Segment Start: Given records

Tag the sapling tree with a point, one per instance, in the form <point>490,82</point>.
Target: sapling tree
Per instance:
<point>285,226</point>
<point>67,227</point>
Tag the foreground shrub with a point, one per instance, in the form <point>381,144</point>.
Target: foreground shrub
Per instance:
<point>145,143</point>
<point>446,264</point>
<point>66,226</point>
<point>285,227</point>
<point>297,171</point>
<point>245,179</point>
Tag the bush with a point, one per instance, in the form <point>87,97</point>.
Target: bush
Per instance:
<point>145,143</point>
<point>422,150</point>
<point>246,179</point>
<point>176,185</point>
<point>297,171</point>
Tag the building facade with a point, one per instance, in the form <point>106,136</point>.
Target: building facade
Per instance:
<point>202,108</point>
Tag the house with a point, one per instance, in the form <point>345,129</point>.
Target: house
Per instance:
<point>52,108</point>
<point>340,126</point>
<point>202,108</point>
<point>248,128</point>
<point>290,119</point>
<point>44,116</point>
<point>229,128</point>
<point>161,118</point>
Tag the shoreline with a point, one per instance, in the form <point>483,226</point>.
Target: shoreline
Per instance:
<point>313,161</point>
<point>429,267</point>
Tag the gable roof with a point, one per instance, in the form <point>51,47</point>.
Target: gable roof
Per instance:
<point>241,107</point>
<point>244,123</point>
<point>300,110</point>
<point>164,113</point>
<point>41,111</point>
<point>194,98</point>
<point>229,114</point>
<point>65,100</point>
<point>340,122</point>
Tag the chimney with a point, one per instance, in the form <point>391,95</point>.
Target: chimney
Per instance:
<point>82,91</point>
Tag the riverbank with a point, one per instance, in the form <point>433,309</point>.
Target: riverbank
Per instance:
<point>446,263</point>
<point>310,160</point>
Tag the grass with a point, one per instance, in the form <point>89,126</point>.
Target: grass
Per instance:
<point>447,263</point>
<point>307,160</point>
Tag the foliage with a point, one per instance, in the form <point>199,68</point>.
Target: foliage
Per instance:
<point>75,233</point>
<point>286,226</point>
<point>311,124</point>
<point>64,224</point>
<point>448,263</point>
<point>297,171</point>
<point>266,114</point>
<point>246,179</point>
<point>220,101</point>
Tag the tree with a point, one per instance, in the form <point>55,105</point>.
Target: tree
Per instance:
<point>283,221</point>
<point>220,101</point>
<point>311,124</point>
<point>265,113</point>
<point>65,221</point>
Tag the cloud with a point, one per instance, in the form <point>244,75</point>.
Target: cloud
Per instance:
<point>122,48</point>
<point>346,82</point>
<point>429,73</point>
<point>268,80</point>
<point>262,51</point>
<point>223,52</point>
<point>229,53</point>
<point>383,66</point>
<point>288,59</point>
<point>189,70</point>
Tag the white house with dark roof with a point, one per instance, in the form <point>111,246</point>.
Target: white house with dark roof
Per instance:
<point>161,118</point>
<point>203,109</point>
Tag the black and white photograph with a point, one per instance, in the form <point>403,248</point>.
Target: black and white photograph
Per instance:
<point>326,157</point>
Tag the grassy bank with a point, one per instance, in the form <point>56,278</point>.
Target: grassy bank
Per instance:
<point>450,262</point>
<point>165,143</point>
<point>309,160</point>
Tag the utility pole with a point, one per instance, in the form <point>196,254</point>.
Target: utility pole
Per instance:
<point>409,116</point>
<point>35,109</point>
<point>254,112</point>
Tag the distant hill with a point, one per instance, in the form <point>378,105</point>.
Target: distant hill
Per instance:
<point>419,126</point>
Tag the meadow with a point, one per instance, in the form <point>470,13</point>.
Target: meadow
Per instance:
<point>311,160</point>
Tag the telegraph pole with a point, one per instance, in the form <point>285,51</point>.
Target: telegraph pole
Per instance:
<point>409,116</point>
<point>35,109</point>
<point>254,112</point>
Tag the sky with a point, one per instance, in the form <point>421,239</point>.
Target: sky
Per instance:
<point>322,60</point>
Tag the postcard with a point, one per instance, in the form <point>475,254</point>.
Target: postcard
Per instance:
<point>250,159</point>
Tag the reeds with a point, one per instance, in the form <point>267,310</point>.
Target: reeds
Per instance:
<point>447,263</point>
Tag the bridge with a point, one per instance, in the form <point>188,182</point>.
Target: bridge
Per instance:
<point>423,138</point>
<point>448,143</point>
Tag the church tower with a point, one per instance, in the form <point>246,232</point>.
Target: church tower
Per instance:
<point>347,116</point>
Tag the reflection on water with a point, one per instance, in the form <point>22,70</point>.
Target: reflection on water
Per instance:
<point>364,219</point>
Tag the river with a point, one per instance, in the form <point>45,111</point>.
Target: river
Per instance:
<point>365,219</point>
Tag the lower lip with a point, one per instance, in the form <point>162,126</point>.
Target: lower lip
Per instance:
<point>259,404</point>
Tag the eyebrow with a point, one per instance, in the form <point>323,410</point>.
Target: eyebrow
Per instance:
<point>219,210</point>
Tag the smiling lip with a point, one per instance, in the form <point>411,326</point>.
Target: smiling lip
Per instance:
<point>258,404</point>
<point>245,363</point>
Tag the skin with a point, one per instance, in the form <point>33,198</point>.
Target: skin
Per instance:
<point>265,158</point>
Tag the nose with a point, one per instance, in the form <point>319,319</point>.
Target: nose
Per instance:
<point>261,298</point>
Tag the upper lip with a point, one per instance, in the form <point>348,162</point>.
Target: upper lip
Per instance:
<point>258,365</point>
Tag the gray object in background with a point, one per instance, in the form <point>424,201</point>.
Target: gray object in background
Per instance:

Segment End: Given records

• **Goal of the exercise**
The answer is all of the material, repeated exactly.

• **Solution to this task**
Tag the sapling tree with a point, one per instance, in the form <point>490,82</point>.
Target: sapling tree
Per instance:
<point>285,226</point>
<point>67,227</point>
Tag the foreground shrub with a point, one per instance, in the form <point>381,144</point>.
Target: foreground shrub
Per instance:
<point>145,143</point>
<point>446,264</point>
<point>66,226</point>
<point>285,227</point>
<point>297,171</point>
<point>245,179</point>
Tag the bush with a point, one per instance, in the form <point>87,97</point>.
Target: bush
Per instance:
<point>145,143</point>
<point>422,150</point>
<point>246,179</point>
<point>176,185</point>
<point>297,171</point>
Tag the building facade with a point, one per instance, in the form <point>106,136</point>.
Target: building facade
Per instance:
<point>202,108</point>
Tag the house with a point, one per instance, in the form <point>345,129</point>.
Target: house
Per instance:
<point>52,108</point>
<point>340,126</point>
<point>202,108</point>
<point>248,128</point>
<point>290,119</point>
<point>44,116</point>
<point>229,128</point>
<point>161,118</point>
Tag the shoreline with a point, one per instance, in the form <point>483,226</point>.
Target: shoreline
Per instance:
<point>313,161</point>
<point>429,267</point>
Tag the gable roof with a point, one per instance, in the form <point>51,47</point>.
Target: gable roof
Per instance:
<point>241,107</point>
<point>244,123</point>
<point>300,110</point>
<point>164,113</point>
<point>41,111</point>
<point>194,98</point>
<point>229,114</point>
<point>65,100</point>
<point>340,122</point>
Tag the chimney with a point, one per instance, in the form <point>391,95</point>.
Target: chimney
Per instance:
<point>82,91</point>
Tag the riverbank with a point, one per instance, in the form <point>433,309</point>.
Target: riverbank
Per instance:
<point>446,263</point>
<point>310,160</point>
Tag the grass with a point, one per instance, in the form <point>89,126</point>.
Target: grass
Per instance:
<point>447,263</point>
<point>307,160</point>
Tag the foliage with a point, one per instance, in the form <point>199,68</point>.
Target: foliage
Per instance:
<point>75,233</point>
<point>286,226</point>
<point>311,124</point>
<point>64,224</point>
<point>448,263</point>
<point>297,171</point>
<point>266,114</point>
<point>246,179</point>
<point>220,101</point>
Tag the tree with a point, one per instance, in the form <point>55,105</point>.
Target: tree
Per instance:
<point>283,221</point>
<point>220,101</point>
<point>311,124</point>
<point>265,113</point>
<point>65,221</point>
Tag the cloud with a point, one per instance, in the form <point>244,75</point>.
Target: cloud
Per instance:
<point>122,48</point>
<point>346,82</point>
<point>429,73</point>
<point>268,80</point>
<point>262,51</point>
<point>223,52</point>
<point>229,53</point>
<point>383,66</point>
<point>288,59</point>
<point>189,70</point>
Tag the white house with dark roof with a point, one per instance, in the form <point>111,246</point>.
Target: white house with dark roof
Per instance:
<point>161,118</point>
<point>203,109</point>
Tag the black and white photograph with a point, one per instance, in the form <point>403,248</point>.
Target: black and white photograph
Per instance:
<point>326,157</point>
Tag the grassy bank with a point, one per instance, in the form <point>56,278</point>.
Target: grassy bank
Per instance:
<point>450,262</point>
<point>165,143</point>
<point>309,160</point>
Tag the utility pole with a point, one per instance, in the form <point>196,254</point>.
Target: utility pole
Per instance:
<point>409,116</point>
<point>35,109</point>
<point>254,112</point>
Tag the distant hill with a point, one per instance, in the form <point>378,105</point>.
Target: distant hill
Per instance:
<point>419,126</point>
Tag the meadow with a point, one per instance, in the form <point>470,13</point>.
Target: meadow
Per instance:
<point>311,160</point>
Tag the telegraph pole with a point, one per instance, in the form <point>285,51</point>.
Target: telegraph pole
Per instance:
<point>409,116</point>
<point>35,109</point>
<point>254,112</point>
Tag the sky with a point, one per instance, in the form <point>421,239</point>.
Target: sky
Per instance:
<point>322,60</point>
Tag the postcard with a point, one per instance, in the form <point>475,254</point>.
Target: postcard
Per instance:
<point>250,159</point>
Tag the reeds with a point, one per instance, in the form <point>267,310</point>.
Target: reeds
Per instance:
<point>447,263</point>
Tag the bridge with a point, one per instance, in the form <point>188,182</point>.
Target: bridge
Per instance:
<point>423,138</point>
<point>448,143</point>
Tag the church tower with a point, one per instance, in the form <point>246,232</point>.
Target: church tower
Per instance:
<point>347,116</point>
Tag the reflection on water with a point, one per instance, in the form <point>22,70</point>.
Target: reflection on water
Per instance:
<point>364,219</point>
Tag the river with a point, one per instance, in the form <point>45,111</point>.
Target: river
Per instance:
<point>365,219</point>
Tag the lower lip with a point, one per instance, in the form <point>162,126</point>.
Target: lower lip
Per instance:
<point>259,404</point>
Tag the eyebrow with a point, one per instance, in the form <point>323,410</point>.
Target: eyebrow
Per instance:
<point>219,210</point>
Tag the smiling lip with a point, one per instance, in the form <point>411,326</point>.
Target: smiling lip
Per instance:
<point>258,404</point>
<point>245,363</point>
Tag the skin with a point, one per instance, in the form <point>33,198</point>.
Target: skin
Per instance:
<point>265,158</point>
Tag the nose with a point, one per instance, in the form <point>319,319</point>.
Target: nose
Per instance:
<point>261,298</point>
Tag the upper lip with a point, one per instance, in the form <point>348,162</point>.
Target: upper lip
Per instance:
<point>258,365</point>
Tag the gray object in background with a point, one per instance, in the form <point>424,201</point>.
Target: gray object in background
Per instance:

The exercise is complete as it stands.